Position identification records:

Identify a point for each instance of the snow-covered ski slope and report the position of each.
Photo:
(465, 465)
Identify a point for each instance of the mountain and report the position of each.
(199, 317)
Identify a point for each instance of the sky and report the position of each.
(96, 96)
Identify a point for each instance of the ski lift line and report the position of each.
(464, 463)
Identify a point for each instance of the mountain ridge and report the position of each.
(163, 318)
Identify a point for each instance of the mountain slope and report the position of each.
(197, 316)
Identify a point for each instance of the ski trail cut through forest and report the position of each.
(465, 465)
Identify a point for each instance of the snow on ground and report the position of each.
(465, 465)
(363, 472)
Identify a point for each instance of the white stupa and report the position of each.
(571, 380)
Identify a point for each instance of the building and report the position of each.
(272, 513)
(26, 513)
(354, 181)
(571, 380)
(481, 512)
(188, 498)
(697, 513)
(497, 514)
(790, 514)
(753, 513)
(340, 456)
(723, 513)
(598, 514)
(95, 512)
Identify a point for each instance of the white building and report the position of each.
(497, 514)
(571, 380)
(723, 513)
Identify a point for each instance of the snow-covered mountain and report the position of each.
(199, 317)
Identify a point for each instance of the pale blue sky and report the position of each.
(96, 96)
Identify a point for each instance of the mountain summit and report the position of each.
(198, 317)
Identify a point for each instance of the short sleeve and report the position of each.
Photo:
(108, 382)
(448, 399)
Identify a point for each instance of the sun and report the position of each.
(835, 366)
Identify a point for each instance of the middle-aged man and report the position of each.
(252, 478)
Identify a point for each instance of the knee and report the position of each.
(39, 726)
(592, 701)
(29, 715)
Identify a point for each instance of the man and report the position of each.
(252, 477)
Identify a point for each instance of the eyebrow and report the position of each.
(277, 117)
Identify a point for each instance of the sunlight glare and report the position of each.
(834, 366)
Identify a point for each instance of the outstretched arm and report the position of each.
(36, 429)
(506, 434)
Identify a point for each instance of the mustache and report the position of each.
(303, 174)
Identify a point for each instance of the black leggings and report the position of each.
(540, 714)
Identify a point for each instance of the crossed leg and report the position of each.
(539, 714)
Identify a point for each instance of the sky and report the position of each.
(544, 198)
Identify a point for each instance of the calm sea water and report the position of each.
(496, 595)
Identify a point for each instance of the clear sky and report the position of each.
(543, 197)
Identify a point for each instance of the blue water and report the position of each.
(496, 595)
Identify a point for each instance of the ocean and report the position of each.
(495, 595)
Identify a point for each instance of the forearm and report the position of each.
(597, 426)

YOUR INSTRUCTIONS
Express all of the rows above as a JSON list of strings, with one string per line and no blank lines.

RESPONSE BELOW
[
  "Identify a point for each instance of the snow-covered ski slope and report the position of each.",
  "Photo:",
  "(465, 465)",
  "Identify a point for each instance of the mountain and report the position of each.",
  "(199, 317)",
  "Identify a point for each instance of the sky and report the position of each.",
  "(96, 96)",
  "Identify a point for each instance of the ski lift line and report the position of each.",
  "(464, 463)",
  "Identify a point for each instance of the mountain ridge and report the position of each.",
  "(163, 318)",
  "Identify a point for each instance of the mountain slope and report the position of each.",
  "(197, 316)",
  "Identify a point for each instance of the ski trail cut through forest and report the position of each.",
  "(465, 465)",
  "Identify a point for each instance of the snow on ground and report the position of each.",
  "(465, 465)",
  "(363, 472)",
  "Identify a point for each instance of the white stupa and report the position of each.",
  "(571, 380)",
  "Identify a point for each instance of the building and report the position of each.",
  "(272, 513)",
  "(26, 513)",
  "(354, 181)",
  "(571, 380)",
  "(481, 512)",
  "(188, 498)",
  "(697, 513)",
  "(497, 514)",
  "(790, 514)",
  "(753, 513)",
  "(340, 456)",
  "(723, 513)",
  "(598, 514)",
  "(95, 512)",
  "Identify a point for each instance of the white building and report the position of each.",
  "(497, 514)",
  "(571, 380)",
  "(723, 513)",
  "Identify a point for each instance of the snow-covered mountain and report the position of each.",
  "(199, 317)",
  "Identify a point for each instance of the pale blue sky and report the position of each.",
  "(96, 96)",
  "Identify a point for each instance of the mountain summit and report the position of each.",
  "(198, 317)",
  "Identify a point for each instance of the short sleeve and report the position of each.",
  "Photo:",
  "(108, 382)",
  "(448, 399)",
  "Identify a point for each instance of the sun and report the position of each.",
  "(835, 366)",
  "Identify a point for each instance of the middle-aged man and report the position of each.",
  "(252, 478)",
  "Identify a point for each instance of the knee and report the position of each.",
  "(39, 726)",
  "(592, 701)",
  "(29, 715)",
  "Identify a point for each instance of the man and report the position of each.",
  "(252, 477)",
  "Identify a point for each instance of the eyebrow and report the position of each.",
  "(277, 117)",
  "Identify a point for each instance of the sunlight glare and report the position of each.",
  "(834, 366)",
  "Identify a point for each instance of the outstretched arm and report the position of each.",
  "(36, 429)",
  "(506, 434)",
  "Identify a point for each instance of the mustache and report the position of each.",
  "(303, 174)",
  "Identify a point for each instance of the black leggings and report the position of each.",
  "(540, 714)",
  "Identify a point for each instance of the crossed leg and report the position of each.",
  "(539, 714)",
  "Identify a point for each instance of the sky and report the position of each.",
  "(544, 198)",
  "Identify a point for each instance of the calm sea water and report the position of each.",
  "(496, 595)",
  "Identify a point for each instance of the clear sky and report the position of each.",
  "(543, 197)",
  "Identify a point for each instance of the blue water and report the position of each.",
  "(496, 595)",
  "Identify a point for each instance of the ocean and report the position of each.",
  "(495, 595)",
  "Identify a point for each instance of the forearm and report the position of each.",
  "(597, 426)"
]